[start]
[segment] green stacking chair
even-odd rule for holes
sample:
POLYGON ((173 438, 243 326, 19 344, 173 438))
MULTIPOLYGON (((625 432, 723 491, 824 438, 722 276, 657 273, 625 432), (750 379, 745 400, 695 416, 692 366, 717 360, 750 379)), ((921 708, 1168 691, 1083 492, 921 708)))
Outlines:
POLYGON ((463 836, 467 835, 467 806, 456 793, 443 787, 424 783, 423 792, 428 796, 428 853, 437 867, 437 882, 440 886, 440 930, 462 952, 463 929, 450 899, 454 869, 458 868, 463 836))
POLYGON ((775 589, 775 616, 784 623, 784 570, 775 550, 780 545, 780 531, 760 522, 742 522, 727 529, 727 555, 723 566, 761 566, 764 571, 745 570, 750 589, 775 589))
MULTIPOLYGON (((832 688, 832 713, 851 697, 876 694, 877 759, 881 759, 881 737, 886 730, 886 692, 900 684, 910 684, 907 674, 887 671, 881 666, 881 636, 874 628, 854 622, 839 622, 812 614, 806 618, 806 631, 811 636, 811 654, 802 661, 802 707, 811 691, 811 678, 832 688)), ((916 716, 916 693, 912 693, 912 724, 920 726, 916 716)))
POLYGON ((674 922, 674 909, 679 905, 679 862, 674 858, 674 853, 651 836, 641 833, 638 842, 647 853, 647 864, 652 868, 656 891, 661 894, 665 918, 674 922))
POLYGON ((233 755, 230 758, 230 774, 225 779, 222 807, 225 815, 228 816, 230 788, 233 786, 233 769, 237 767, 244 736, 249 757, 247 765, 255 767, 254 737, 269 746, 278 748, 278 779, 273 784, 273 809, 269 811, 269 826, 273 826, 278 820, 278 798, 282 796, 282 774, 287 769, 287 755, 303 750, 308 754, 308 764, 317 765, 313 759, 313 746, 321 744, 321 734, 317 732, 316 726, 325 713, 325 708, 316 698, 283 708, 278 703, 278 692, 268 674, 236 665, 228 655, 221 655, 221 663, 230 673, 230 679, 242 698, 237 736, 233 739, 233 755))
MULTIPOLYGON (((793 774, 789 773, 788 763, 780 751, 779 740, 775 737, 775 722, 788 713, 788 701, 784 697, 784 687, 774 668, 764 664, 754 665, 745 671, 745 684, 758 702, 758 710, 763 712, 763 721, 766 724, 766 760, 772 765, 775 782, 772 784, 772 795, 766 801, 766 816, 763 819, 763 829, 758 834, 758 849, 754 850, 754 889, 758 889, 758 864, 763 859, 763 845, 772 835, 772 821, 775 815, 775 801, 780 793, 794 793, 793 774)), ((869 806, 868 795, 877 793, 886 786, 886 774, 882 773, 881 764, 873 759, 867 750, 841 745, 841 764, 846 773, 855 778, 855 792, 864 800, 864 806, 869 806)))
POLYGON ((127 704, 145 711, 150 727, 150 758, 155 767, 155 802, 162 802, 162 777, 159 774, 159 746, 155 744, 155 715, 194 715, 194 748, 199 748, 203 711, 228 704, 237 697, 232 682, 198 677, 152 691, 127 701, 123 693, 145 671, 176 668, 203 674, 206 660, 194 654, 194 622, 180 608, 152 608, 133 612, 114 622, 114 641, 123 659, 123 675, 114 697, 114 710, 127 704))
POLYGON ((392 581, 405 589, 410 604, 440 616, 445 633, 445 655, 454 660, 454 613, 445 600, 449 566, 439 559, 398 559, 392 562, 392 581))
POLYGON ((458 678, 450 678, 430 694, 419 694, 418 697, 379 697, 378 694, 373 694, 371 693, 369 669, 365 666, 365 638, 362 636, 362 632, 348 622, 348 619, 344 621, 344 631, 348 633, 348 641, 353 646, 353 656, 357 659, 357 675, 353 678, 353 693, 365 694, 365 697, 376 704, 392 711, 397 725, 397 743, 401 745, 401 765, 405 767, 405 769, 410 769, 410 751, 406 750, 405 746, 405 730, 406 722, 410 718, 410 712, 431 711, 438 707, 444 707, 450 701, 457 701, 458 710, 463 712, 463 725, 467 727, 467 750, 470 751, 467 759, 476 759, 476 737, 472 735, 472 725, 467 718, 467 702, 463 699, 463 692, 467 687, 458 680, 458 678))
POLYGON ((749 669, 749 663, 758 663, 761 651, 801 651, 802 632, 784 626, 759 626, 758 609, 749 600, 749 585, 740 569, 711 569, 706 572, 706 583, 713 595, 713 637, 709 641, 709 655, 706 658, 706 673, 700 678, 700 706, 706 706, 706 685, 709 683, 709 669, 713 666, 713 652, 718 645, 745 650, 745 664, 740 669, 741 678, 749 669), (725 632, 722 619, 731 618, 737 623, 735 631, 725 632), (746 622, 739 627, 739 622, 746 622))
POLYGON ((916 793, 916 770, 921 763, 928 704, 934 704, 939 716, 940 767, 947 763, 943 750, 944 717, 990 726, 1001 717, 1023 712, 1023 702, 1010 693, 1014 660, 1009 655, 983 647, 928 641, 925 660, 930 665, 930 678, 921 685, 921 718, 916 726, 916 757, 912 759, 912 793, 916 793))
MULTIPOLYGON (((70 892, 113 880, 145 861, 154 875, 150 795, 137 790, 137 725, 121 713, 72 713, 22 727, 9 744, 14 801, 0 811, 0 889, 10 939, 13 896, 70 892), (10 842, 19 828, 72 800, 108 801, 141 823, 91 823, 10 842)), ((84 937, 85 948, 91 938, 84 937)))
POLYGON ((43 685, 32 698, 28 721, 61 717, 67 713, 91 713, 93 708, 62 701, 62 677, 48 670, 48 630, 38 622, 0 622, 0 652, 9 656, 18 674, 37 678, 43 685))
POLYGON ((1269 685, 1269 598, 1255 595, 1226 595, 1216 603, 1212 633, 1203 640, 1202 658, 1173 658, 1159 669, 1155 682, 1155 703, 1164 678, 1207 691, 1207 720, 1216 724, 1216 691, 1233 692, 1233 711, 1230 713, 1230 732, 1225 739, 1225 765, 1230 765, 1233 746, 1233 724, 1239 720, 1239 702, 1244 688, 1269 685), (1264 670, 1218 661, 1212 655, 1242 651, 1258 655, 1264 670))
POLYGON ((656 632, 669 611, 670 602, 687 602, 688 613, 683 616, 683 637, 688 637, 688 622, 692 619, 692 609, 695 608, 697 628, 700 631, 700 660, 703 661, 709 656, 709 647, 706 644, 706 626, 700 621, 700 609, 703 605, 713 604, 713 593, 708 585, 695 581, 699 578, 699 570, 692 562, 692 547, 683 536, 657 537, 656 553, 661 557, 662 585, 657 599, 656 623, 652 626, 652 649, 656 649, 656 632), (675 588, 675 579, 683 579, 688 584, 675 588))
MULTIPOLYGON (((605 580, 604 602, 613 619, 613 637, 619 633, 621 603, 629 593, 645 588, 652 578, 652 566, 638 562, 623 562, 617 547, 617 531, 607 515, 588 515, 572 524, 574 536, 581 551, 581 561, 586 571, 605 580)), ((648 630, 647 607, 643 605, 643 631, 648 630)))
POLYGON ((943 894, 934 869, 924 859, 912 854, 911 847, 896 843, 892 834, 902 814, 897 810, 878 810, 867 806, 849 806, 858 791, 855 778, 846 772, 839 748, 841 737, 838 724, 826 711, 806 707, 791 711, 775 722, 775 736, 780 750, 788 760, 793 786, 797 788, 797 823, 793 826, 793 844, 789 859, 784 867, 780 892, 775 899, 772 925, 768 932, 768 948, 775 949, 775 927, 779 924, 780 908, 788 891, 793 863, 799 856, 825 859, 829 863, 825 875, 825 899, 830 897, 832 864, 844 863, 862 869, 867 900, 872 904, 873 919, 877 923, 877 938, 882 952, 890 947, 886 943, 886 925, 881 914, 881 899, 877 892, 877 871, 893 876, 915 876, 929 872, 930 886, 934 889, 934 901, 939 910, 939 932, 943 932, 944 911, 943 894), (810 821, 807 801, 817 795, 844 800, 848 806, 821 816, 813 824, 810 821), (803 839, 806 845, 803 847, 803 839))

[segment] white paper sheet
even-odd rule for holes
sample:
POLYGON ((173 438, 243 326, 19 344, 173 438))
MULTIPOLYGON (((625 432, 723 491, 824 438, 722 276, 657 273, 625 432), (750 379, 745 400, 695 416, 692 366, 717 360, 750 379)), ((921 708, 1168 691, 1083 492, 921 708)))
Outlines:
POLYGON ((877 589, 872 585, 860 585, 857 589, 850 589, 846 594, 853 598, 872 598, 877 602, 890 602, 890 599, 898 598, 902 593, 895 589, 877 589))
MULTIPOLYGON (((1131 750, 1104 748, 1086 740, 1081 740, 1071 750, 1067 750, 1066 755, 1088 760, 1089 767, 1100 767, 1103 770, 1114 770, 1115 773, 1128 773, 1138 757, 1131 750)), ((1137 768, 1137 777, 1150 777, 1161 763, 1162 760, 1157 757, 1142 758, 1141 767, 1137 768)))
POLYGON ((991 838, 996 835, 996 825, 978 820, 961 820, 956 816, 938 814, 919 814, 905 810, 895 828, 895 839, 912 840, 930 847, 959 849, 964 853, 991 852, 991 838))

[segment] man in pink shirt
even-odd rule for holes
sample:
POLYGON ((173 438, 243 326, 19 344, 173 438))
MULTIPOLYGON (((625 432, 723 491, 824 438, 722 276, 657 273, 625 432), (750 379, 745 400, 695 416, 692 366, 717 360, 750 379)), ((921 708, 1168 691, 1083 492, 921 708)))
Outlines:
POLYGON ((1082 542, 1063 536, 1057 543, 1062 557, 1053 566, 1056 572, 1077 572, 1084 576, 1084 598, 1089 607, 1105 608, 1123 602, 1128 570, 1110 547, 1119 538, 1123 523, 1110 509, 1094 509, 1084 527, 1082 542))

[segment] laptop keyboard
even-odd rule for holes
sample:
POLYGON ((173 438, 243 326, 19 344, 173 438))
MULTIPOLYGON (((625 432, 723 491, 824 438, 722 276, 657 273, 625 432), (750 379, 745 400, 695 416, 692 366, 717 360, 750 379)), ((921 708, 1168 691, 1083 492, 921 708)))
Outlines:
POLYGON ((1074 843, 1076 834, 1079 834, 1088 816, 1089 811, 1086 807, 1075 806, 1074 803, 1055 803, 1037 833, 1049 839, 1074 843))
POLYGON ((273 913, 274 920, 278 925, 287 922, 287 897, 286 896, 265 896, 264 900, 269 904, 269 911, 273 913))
[end]
- [Task details]: Format the lines of the listing above as a numbered list, skipping any blank lines, starting at the line containing "[segment] white paper sheet" and ending at the line containing "POLYGON ((877 589, 872".

- [Output]:
1. [segment] white paper sheet
2. even-odd rule for holes
3. sample:
4. POLYGON ((173 438, 243 326, 19 344, 173 438))
5. MULTIPOLYGON (((625 432, 723 491, 824 438, 722 276, 657 273, 625 432), (750 379, 745 400, 695 416, 692 366, 717 360, 750 379)), ((921 708, 1168 691, 1083 492, 921 708)))
6. Outlines:
7. POLYGON ((877 589, 872 585, 860 585, 857 589, 850 589, 846 594, 853 598, 872 598, 877 602, 890 602, 890 599, 898 598, 902 593, 895 589, 877 589))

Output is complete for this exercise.